• [掲載文]:
Luke magazine special contents #5
今この時代に、僕たちが「旅」について、思うこと。


海外はもちろん国内さえも自由に移動することが難しくなって、どんどん曖昧になってしまった「旅」という行為の価値。 そんな時代だからこそ、僕たちは「旅」について改めて考えてみたい。旅の経験値の少ない、20 歳前後の若者たち10人が語る「旅」についての自由な考察。

PM5:00。
「いらっしゃいませ、どうぞ」
「ナポリタン、並盛りで」

横浜生まれ。横浜育ち。一軒家に住む5人家族の長女。これといって趣味はない。特技もない。夢もない。私にはいったい、何があるのだろう。

私は、今年でハタチになりました。大人の仲間入りです。年齢的には大人になったけれど、中身はまだまだ子供のまま。たった20年しか生きていない私はまだまだ経験値が低く、知らないことがたくさんあると強く感じています。

今年の3月から、あるショッピングモールのフードコートで接客の仕事をしています。フードコートは、幅広い年齢層のお客様が利用する場所。お店のファンで通ってくれる愛想がいいおば様がいれば、お子様連れで「みんなでシェアして食べたい」というご家族もいるし、本当に食べることだけを目的として来店するサラリーマンもいらっしゃいます。私はお客様の求めていることを瞬時に察し、いつでもお客様ファーストの接客ができるように心がけています。接客業務を通して、自分には洞察力と、臨機応変な対応力があることに気づきました。

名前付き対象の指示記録
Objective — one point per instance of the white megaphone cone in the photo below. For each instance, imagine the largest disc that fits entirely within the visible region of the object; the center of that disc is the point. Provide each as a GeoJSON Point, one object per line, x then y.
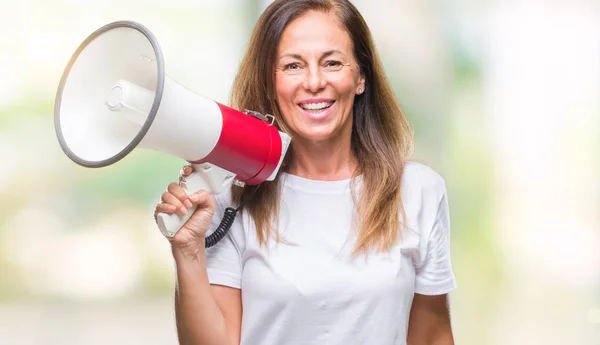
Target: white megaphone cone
{"type": "Point", "coordinates": [114, 96]}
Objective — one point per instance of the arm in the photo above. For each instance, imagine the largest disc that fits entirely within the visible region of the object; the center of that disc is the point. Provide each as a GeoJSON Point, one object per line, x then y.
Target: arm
{"type": "Point", "coordinates": [430, 321]}
{"type": "Point", "coordinates": [205, 314]}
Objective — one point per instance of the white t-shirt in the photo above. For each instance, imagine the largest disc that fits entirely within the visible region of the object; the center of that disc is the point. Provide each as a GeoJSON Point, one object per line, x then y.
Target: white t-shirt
{"type": "Point", "coordinates": [313, 291]}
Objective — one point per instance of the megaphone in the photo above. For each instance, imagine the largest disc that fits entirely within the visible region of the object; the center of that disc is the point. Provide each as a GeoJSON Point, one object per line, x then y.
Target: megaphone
{"type": "Point", "coordinates": [114, 96]}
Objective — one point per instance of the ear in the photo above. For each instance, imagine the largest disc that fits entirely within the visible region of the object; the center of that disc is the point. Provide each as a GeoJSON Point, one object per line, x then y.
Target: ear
{"type": "Point", "coordinates": [360, 86]}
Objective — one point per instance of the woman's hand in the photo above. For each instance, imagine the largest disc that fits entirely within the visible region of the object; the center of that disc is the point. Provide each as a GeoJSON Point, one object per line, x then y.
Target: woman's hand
{"type": "Point", "coordinates": [176, 200]}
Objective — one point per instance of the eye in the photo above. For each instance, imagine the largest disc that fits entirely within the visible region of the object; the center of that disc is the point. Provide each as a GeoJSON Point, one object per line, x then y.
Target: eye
{"type": "Point", "coordinates": [333, 64]}
{"type": "Point", "coordinates": [294, 66]}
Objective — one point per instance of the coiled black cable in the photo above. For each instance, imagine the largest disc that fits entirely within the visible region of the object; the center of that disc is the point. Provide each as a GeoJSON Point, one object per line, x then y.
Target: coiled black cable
{"type": "Point", "coordinates": [225, 224]}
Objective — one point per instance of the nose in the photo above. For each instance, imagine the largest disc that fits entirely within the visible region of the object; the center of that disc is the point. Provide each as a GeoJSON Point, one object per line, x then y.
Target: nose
{"type": "Point", "coordinates": [314, 80]}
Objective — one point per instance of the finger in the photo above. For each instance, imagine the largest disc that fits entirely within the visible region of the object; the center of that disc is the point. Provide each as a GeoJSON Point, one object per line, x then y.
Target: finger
{"type": "Point", "coordinates": [165, 208]}
{"type": "Point", "coordinates": [202, 198]}
{"type": "Point", "coordinates": [169, 198]}
{"type": "Point", "coordinates": [187, 170]}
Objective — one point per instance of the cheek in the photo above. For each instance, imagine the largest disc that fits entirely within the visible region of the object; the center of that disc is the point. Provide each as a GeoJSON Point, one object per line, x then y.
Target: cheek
{"type": "Point", "coordinates": [285, 91]}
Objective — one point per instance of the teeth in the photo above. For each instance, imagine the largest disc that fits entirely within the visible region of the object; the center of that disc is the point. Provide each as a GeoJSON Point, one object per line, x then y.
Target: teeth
{"type": "Point", "coordinates": [316, 106]}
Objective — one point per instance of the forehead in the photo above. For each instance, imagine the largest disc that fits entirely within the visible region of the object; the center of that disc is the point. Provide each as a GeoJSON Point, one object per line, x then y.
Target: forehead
{"type": "Point", "coordinates": [315, 32]}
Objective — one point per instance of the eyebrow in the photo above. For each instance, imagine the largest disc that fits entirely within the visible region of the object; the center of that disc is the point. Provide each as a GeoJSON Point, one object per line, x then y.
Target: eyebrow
{"type": "Point", "coordinates": [324, 55]}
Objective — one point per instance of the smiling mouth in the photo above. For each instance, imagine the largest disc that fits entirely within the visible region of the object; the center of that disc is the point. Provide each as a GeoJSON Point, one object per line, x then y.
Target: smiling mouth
{"type": "Point", "coordinates": [316, 107]}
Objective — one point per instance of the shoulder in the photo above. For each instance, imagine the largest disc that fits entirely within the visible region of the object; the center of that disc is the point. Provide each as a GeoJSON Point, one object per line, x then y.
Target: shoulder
{"type": "Point", "coordinates": [423, 194]}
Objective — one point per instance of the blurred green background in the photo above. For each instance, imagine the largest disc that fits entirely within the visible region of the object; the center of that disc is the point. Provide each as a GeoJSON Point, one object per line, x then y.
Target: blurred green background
{"type": "Point", "coordinates": [504, 98]}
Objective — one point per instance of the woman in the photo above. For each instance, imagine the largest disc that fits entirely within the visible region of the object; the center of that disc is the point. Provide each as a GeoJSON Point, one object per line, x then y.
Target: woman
{"type": "Point", "coordinates": [321, 255]}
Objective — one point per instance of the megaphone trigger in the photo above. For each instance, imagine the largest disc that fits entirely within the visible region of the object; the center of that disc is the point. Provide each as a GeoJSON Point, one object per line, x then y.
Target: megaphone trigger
{"type": "Point", "coordinates": [207, 177]}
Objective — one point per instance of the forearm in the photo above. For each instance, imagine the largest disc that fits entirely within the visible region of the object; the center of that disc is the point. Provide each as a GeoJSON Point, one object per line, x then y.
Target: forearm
{"type": "Point", "coordinates": [199, 319]}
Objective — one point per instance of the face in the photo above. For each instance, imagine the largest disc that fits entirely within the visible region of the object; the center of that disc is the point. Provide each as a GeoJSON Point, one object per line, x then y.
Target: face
{"type": "Point", "coordinates": [317, 78]}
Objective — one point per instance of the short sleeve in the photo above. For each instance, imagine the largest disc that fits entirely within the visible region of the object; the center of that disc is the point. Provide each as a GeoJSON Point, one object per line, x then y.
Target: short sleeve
{"type": "Point", "coordinates": [435, 276]}
{"type": "Point", "coordinates": [224, 259]}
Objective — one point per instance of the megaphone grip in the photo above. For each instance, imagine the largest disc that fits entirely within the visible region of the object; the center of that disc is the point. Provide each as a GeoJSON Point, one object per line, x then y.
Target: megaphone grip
{"type": "Point", "coordinates": [207, 177]}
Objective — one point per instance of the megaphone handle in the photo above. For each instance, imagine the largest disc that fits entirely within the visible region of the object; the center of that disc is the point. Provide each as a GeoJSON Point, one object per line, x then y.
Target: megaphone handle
{"type": "Point", "coordinates": [207, 177]}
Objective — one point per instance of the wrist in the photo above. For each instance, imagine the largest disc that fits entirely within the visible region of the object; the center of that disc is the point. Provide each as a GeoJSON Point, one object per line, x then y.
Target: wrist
{"type": "Point", "coordinates": [189, 251]}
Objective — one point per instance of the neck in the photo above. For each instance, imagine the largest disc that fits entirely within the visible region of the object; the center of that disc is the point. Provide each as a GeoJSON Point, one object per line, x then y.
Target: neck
{"type": "Point", "coordinates": [322, 160]}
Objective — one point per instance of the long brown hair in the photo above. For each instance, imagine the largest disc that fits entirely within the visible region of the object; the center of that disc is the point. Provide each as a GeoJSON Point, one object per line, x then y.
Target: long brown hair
{"type": "Point", "coordinates": [381, 137]}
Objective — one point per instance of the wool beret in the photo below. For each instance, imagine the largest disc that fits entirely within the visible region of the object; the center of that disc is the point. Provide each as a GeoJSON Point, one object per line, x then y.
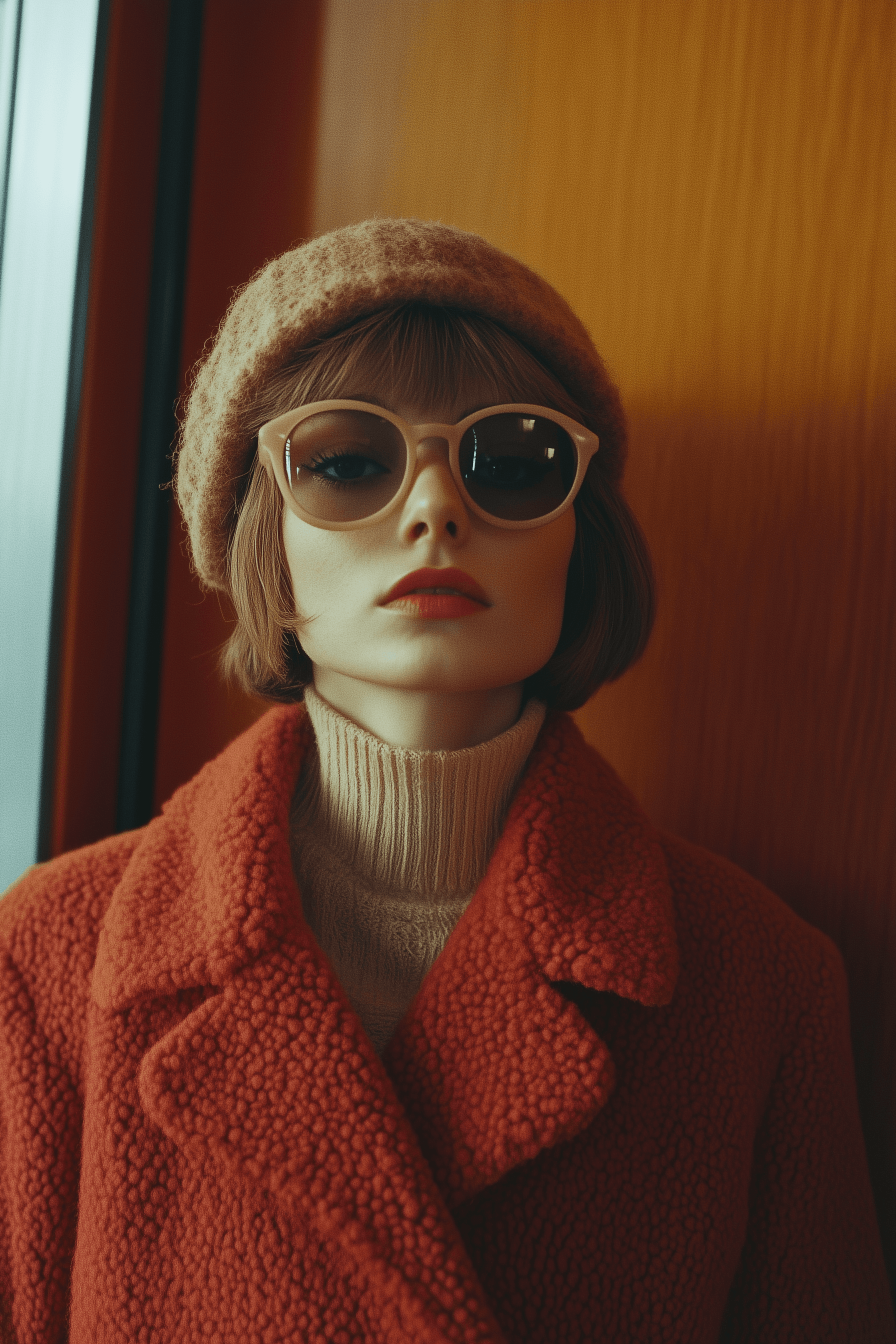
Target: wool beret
{"type": "Point", "coordinates": [324, 286]}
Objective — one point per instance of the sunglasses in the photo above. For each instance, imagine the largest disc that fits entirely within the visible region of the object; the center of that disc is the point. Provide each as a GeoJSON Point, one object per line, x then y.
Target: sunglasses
{"type": "Point", "coordinates": [347, 464]}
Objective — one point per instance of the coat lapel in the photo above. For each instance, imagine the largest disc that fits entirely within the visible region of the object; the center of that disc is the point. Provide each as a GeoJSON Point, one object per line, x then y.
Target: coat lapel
{"type": "Point", "coordinates": [274, 1078]}
{"type": "Point", "coordinates": [494, 1064]}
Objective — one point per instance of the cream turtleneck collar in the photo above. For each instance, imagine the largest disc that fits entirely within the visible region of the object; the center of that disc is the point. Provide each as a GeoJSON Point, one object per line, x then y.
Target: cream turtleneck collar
{"type": "Point", "coordinates": [424, 822]}
{"type": "Point", "coordinates": [388, 847]}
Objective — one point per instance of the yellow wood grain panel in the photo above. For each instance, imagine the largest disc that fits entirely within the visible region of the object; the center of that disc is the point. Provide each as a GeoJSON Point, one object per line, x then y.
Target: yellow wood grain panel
{"type": "Point", "coordinates": [712, 186]}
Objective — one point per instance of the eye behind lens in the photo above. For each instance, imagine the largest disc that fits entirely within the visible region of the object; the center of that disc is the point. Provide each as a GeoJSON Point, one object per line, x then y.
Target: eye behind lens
{"type": "Point", "coordinates": [518, 467]}
{"type": "Point", "coordinates": [344, 466]}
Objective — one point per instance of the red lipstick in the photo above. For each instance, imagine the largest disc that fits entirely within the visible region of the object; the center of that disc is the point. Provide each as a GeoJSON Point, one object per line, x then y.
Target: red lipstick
{"type": "Point", "coordinates": [437, 594]}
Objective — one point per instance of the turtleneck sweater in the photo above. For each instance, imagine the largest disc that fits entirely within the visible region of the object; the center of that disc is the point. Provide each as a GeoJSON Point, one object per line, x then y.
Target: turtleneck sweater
{"type": "Point", "coordinates": [388, 847]}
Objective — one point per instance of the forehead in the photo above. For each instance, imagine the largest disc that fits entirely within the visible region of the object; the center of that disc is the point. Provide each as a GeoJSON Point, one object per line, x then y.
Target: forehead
{"type": "Point", "coordinates": [446, 410]}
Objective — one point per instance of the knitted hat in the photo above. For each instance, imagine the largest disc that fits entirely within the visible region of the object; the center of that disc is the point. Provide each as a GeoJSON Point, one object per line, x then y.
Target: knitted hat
{"type": "Point", "coordinates": [330, 282]}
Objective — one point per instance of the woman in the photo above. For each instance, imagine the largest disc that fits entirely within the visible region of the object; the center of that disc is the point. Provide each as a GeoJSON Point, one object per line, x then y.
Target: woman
{"type": "Point", "coordinates": [402, 1022]}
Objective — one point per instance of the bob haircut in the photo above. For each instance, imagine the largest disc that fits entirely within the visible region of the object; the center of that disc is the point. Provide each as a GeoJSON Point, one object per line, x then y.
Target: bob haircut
{"type": "Point", "coordinates": [414, 352]}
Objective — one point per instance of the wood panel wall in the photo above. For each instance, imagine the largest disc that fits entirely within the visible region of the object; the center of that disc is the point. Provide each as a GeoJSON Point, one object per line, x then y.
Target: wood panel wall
{"type": "Point", "coordinates": [711, 184]}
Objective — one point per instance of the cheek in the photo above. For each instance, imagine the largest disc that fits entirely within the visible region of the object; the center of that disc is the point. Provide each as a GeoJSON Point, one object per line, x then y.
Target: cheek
{"type": "Point", "coordinates": [319, 564]}
{"type": "Point", "coordinates": [535, 572]}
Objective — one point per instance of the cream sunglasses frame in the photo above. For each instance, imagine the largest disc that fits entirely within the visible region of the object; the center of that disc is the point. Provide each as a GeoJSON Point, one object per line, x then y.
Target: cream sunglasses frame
{"type": "Point", "coordinates": [273, 440]}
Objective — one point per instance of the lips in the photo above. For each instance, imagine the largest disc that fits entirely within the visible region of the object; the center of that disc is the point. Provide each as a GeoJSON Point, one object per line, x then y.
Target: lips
{"type": "Point", "coordinates": [448, 582]}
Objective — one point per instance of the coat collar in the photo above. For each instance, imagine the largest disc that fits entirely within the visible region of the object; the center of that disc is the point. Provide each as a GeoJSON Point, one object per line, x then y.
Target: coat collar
{"type": "Point", "coordinates": [490, 1064]}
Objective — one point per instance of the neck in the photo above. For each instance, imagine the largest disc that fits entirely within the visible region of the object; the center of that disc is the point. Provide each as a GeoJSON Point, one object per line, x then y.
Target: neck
{"type": "Point", "coordinates": [421, 721]}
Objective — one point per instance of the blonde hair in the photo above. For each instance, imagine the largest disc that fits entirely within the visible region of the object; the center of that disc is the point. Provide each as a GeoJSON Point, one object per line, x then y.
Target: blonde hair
{"type": "Point", "coordinates": [434, 358]}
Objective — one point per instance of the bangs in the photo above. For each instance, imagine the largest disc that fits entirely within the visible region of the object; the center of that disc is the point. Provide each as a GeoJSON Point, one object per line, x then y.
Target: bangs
{"type": "Point", "coordinates": [440, 360]}
{"type": "Point", "coordinates": [441, 364]}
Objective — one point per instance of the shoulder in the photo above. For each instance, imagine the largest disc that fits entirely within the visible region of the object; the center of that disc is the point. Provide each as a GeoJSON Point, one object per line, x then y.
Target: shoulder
{"type": "Point", "coordinates": [50, 918]}
{"type": "Point", "coordinates": [732, 928]}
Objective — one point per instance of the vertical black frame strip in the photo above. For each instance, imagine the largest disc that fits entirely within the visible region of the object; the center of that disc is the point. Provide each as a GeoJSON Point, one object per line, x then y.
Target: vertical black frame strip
{"type": "Point", "coordinates": [70, 433]}
{"type": "Point", "coordinates": [159, 425]}
{"type": "Point", "coordinates": [7, 148]}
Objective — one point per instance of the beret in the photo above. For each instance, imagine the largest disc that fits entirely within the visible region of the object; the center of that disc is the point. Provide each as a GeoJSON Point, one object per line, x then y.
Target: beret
{"type": "Point", "coordinates": [327, 284]}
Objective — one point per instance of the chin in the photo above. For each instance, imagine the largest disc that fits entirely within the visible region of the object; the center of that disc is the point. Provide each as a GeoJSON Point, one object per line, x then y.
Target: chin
{"type": "Point", "coordinates": [441, 674]}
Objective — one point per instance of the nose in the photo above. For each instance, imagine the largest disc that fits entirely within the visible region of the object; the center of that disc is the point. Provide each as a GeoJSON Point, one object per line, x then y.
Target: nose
{"type": "Point", "coordinates": [434, 508]}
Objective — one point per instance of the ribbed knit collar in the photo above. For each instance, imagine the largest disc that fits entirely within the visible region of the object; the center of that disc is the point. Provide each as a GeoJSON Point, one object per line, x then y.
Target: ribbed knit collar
{"type": "Point", "coordinates": [414, 820]}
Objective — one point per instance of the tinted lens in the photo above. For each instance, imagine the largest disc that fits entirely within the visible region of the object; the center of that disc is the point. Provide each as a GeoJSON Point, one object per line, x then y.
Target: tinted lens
{"type": "Point", "coordinates": [518, 467]}
{"type": "Point", "coordinates": [344, 466]}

• [作業内容]:
A - 掲載文について、次の問いに答えてください。
(i) 語り手の家族は何人か。
(ii) 語り手がフードコートで接客の仕事を始めたのはいつからか。
(iii) 「旅」について語る若者は何人か。
B - 掲載文から、「Luke magazine special」を含む語句で始まり「さんあると強く感じています。」で終わる部分をそのまま抜き出してください。

• [解答]:
A -
(i) 5人
(ii) 今年の3月から
(iii) 10人

B -
Luke magazine special contents #5
今この時代に、僕たちが「旅」について、思うこと。


海外はもちろん国内さえも自由に移動することが難しくなって、どんどん曖昧になってしまった「旅」という行為の価値。 そんな時代だからこそ、僕たちは「旅」について改めて考えてみたい。旅の経験値の少ない、20 歳前後の若者たち10人が語る「旅」についての自由な考察。

PM5:00。
「いらっしゃいませ、どうぞ」
「ナポリタン、並盛りで」

横浜生まれ。横浜育ち。一軒家に住む5人家族の長女。これといって趣味はない。特技もない。夢もない。私にはいったい、何があるのだろう。

私は、今年でハタチになりました。大人の仲間入りです。年齢的には大人になったけれど、中身はまだまだ子供のまま。たった20年しか生きていない私はまだまだ経験値が低く、知らないことがたくさんあると強く感じています。